Belge Metni:
>>>
Bir gariptir bizim mahalle. Ellisini aştım henüz hiçbir şey anlayamadım ondan. Mesela bazen hem çoğuz hem de yokuz. Bazen çoğuz ama hepten boşuz. Bazen de yokuz ama çoğuz.
Yani bir varız bir yokuz. Yani hem varız hem de yokuz. Nasıl olur demeyin ben de anlamıyorum. Mesela genellikle açız ama karnı tokuz. Bazen de gözü tokluk yakıştırılır bize. Yoksulluk ise kaderdir bize. Aç kabadayılığımız da çokça vardır. Mesela göbeği şişler dolaşır etrafta, karnı taş bağlanmışlar ağlaşır mahzenlerde.
Anlamadım dedim ya. Hakeza çok merdiz çok cesur. Ama dipçik kimde ise gönlümüz ona düşer. Çok merhametliyizdir ama güçsüz bulduk mu dağıttığı kurban etine benzetiriz adamı. Çok medeni giyiniriz ama tamtamlar eşliğinde can alırız sokaklarda.
<<<
Kayıtlı Veriler:
>>>
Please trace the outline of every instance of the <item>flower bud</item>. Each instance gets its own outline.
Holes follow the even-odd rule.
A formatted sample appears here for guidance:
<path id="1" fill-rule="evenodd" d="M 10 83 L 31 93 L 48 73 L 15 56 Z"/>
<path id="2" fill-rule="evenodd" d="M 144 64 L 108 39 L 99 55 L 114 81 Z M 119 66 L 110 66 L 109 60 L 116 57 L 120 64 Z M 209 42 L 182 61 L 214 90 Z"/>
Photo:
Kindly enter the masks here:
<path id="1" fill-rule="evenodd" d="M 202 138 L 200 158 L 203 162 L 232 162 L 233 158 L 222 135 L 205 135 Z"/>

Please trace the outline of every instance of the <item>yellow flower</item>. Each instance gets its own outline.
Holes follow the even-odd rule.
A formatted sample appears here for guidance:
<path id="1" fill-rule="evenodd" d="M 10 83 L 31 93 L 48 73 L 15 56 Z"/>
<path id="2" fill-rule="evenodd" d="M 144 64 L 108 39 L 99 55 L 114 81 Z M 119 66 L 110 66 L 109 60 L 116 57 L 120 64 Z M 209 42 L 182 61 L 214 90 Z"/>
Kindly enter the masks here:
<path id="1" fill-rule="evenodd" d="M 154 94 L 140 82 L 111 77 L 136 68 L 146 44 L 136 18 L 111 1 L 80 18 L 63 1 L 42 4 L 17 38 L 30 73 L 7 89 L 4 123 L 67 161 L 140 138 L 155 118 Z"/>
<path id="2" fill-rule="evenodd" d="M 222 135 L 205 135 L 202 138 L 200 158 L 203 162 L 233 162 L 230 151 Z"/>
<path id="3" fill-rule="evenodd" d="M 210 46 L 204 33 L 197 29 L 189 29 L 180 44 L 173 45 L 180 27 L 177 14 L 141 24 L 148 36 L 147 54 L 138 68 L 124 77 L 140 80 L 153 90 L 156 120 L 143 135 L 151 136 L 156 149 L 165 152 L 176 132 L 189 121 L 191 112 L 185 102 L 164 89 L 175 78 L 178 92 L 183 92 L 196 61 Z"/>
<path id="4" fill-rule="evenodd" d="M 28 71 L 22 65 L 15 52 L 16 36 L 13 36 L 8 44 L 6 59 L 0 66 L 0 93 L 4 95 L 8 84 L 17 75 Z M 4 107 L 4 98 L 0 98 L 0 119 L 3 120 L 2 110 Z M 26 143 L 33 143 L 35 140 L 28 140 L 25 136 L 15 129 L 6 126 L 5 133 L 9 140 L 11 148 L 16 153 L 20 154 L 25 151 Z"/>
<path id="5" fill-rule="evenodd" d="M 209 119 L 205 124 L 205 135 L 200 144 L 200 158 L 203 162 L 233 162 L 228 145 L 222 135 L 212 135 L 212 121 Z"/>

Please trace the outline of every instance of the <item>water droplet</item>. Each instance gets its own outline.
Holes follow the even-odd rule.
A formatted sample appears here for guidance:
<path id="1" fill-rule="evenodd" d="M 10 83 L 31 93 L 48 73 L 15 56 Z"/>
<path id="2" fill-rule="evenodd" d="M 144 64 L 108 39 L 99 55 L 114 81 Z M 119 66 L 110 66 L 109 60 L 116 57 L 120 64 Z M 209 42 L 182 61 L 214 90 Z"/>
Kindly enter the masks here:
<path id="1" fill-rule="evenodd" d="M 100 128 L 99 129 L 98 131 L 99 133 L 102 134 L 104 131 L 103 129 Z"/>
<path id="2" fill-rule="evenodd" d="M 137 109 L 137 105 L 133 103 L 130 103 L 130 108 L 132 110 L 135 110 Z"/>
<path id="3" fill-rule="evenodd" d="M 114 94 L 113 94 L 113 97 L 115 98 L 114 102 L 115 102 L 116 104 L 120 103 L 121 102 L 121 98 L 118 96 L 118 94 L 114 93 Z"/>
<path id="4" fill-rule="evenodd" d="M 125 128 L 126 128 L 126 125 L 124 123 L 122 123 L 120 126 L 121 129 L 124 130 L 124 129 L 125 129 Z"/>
<<<
Verilen Görev:
Yukarıdaki mahalleyi anlatan metne göre aşağıdaki soruları yanıtlayınız.
(a) Anlatıcı kaç yaşını aştığını belirtiyor?
(b) Mahalle halkına hangi özellik yakıştırılır?
(c) Gönüllerinin kime düştüğü söyleniyor?

Yanıt:
(a) Ellisini aştığını belirtiyor.
(b) Gözü tokluk yakıştırılır.
(c) Dipçik kimdeyse gönülleri ona düşer.